* [SELECTED PASSAGE]
## Begin
In June of 2005, I attended a birthday celebration in Oakland, CA, for the African-centered psychologist Wade Nobles, one of the founders of the Association of Black Psychologists. It was also a conference in observance of the 25th anniversary of the founding of the “Institute for the Advanced Study of Black Family, Life and Culture, Inc.” Attending that celebration/conference was the psychologist Cheryl Grills. I had not been aware of Dr. Grill’s work, but in her presentation, she said something that has influenced my way of thinking ever since.
She had become involved in economic development projects in Philly, which she had come to believe were a necessary adjunct to the counseling that she did with Black men. She realized that counseling Black men through their depression over not being able to support their families and other injustices of being a Black man was not enough. After their counseling they still were out of work. So, she started a construction company and employed them in their communities rehabbing housing.
She noted that African-centered scholars had spent 25 years or more figuring out the nature of what we were against, it was now time to figure out what we were for.
It was an insight that resonated with my Black Political Economy paper presented earlier in the symposium. I defended my dissertation 2 months later. Much of what follows draws on that paper and the papers of the other symposium contributors.
Difficulties
Critiques of Black Economists
Harold Cruse’s Critique
The title of my symposium paper, following the theme, was “Black Political Economy in the 21st Century: Exploring the Interface of Economics and Black Studies—Addressing the Challenge of Harold Cruse.”
In his seminal 1967 work The Crisis of the Negro Intellectual: A Historical Analysis of the Failure of Black Leadership historian and social critic Harold Cruse, (1967/1984) issues a challenge to Black Intellectuals in general, and Black Economists in particular, for the “studied creation” of new economic institutional forms, not limited by the economic ideologies of Capitalism or Marxism.
Cruse uses the term “new institutionalism,” which does not refer to the new institutionalism of North et al. (see the Appendix) to define his project for the development of economic theory aimed at creating a viable Black economy via “a new and dynamic synthesis” of “politics, economics, and culture” (Cruse, 1984, p. 343). He argued that:
the initial ideas on the nature, content and forms of these new institutions must emanate from the minds of an advanced type of Negro intelligentsia, or they will not emerge (Cruse, 1984, p. 336).
I believe that Cruse’s broad, but insightful critique from 1967 is still essentially valid today. Moreover, I contend that if the challenge is to be met it requires the development of a Black Political Economy more robust than the current choices between the political liberalism or “noneconomic liberalism” (Cruse’s term) promoted by early Du Bois or the economic conservatism or Black Capitalism promoted by Washington, both of which are pro-Capitalist/pro-neoliberal, or Black anti-Capitalism, that is, Black Marxism.
## End
* [TASKS AND EXERCISES]
A – According to the passage on Black political economy, what did Cheryl Grills start in order to employ the Black men she counseled?
B – Reproduce everything in the passage on Black political economy from "She noted that" down to "we were for.".

[Labeled object-pointing entries]
## Begin
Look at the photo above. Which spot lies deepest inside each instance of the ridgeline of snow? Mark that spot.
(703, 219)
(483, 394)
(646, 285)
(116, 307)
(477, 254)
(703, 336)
## End
* [SOLUTION SET]
A – A construction company that employed them rehabbing housing in their communities.

B –
She noted that African-centered scholars had spent 25 years or more figuring out the nature of what we were against, it was now time to figure out what we were for.